### WRITTEN INSTRUCTION A
Retype the entries below, starting with the line that contains "segment detached front bumper" and going on through the last line of the entries, with both of those lines included.

### PASSAGE
Everybody loves a fast query.

So how can we make the best use of the existing information to make joins on sorted data faster? The answer is lies in vectorizing the merge join operator. Today we’ll be looking into what a merge joiner is (or what it used to be), followed by what vectorization means and how it changes the problem, and ending with how we decided to make the merge join operator faster and what this means for your queries.

CockroachDB is an ultra resilient SQL database for global business, which means that as a database, it has to meet the needs of scalable business critical applications. On top of reliably storing and replicating data, a distributed database also needs methods to query said data, whether it be a single row at a time, or a complex operation involving multiple tables. One of the more complex operations is a SQL Join, which combines two tables, such that for every pair of rows between the two tables, if there is a matching column between them, then the rows are added to the output. Consider the following example:

In this example, the blue, red and green rows matched so they were added to the output. Under the hood, the join operator may work in various ways, depending on the kind of information available at hand in the database.

The Traditional Merge Join Algorithm

The Merge Join (or Sort-Merge-Join) is a type of join that makes use of the sorted ordering of the inputs to process the rows more efficiently. Using a merge join works best when there is an existing index on each of the input tables, since an index can be used to efficiently retrieve the rows in sorted order. To understand exactly what a traditional merge joiner looks like, consider the following algorithm:

Source: http://www.dcs.ed.ac.uk/home/tz/phd/thesis/node20.htm

The crux of this algorithm is essentially the fact that it’s a linear scan on each of the two tables. Consider two “fingers” that run down the input, one for each input table. If the fingers see a pair of rows that match, then the rows get added to the output. If they don’t, then the finger pointing to the lesser value gets incremented and points at the next value. Since both inputs are sorted, this means we never miss a pair as the fingers are bound to converge on a matching pair if it exists. At the same time, this algorithm is also efficient because it “skips” values that don’t match and are irrelevant to the output. The algorithm is visualized below:

Reasons to Vectorize

While a traditional merge join algorithm is efficient in theory, it fails to take into account the overhead of integrating this algorithm into a system. Due to the nature of how data is stored and the interfaces used to process the data within the database, there are a few key factors that make this algorithm behave slower in practice than in theory.

Excerpt from a dataset
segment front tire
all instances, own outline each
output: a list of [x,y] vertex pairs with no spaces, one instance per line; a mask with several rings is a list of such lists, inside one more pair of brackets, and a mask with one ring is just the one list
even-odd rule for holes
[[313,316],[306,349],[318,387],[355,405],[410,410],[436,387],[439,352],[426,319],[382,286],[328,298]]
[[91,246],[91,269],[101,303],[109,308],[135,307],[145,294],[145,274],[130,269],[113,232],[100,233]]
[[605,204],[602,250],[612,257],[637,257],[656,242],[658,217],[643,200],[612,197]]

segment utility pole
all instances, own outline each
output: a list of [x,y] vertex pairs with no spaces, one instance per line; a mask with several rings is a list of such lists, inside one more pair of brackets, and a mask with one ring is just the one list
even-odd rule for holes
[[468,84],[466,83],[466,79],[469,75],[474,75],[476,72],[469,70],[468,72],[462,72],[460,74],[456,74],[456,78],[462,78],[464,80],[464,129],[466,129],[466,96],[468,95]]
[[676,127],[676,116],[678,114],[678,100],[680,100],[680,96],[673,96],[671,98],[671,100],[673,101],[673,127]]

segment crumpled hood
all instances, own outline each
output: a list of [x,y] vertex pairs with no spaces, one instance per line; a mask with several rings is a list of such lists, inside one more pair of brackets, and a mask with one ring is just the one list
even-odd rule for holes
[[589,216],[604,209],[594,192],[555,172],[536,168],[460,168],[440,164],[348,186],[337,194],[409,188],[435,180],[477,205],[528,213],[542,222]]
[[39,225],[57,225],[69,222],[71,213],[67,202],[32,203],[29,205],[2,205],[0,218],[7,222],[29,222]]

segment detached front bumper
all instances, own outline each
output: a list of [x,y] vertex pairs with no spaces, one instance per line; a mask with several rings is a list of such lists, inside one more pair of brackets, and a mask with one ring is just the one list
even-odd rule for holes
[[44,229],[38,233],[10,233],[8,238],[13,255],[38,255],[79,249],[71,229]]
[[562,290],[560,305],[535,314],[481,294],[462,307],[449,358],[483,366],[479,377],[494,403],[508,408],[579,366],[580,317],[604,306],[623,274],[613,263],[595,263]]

### WRITTEN INSTRUCTION B
Echo the part of the article on merge joins above starting with "Everybody loves a" and going on through "for your queries.".

### EXPECTED ANSWER A
segment detached front bumper
all instances, own outline each
output: a list of [x,y] vertex pairs with no spaces, one instance per line; a mask with several rings is a list of such lists, inside one more pair of brackets, and a mask with one ring is just the one list
even-odd rule for holes
[[44,229],[38,233],[10,233],[8,238],[13,255],[38,255],[79,249],[71,229]]
[[562,290],[560,305],[535,314],[481,294],[462,307],[449,358],[483,366],[479,377],[494,403],[508,408],[579,366],[580,317],[604,306],[623,274],[613,263],[595,263]]

### EXPECTED ANSWER B
Everybody loves a fast query.

So how can we make the best use of the existing information to make joins on sorted data faster? The answer is lies in vectorizing the merge join operator. Today we’ll be looking into what a merge joiner is (or what it used to be), followed by what vectorization means and how it changes the problem, and ending with how we decided to make the merge join operator faster and what this means for your queries.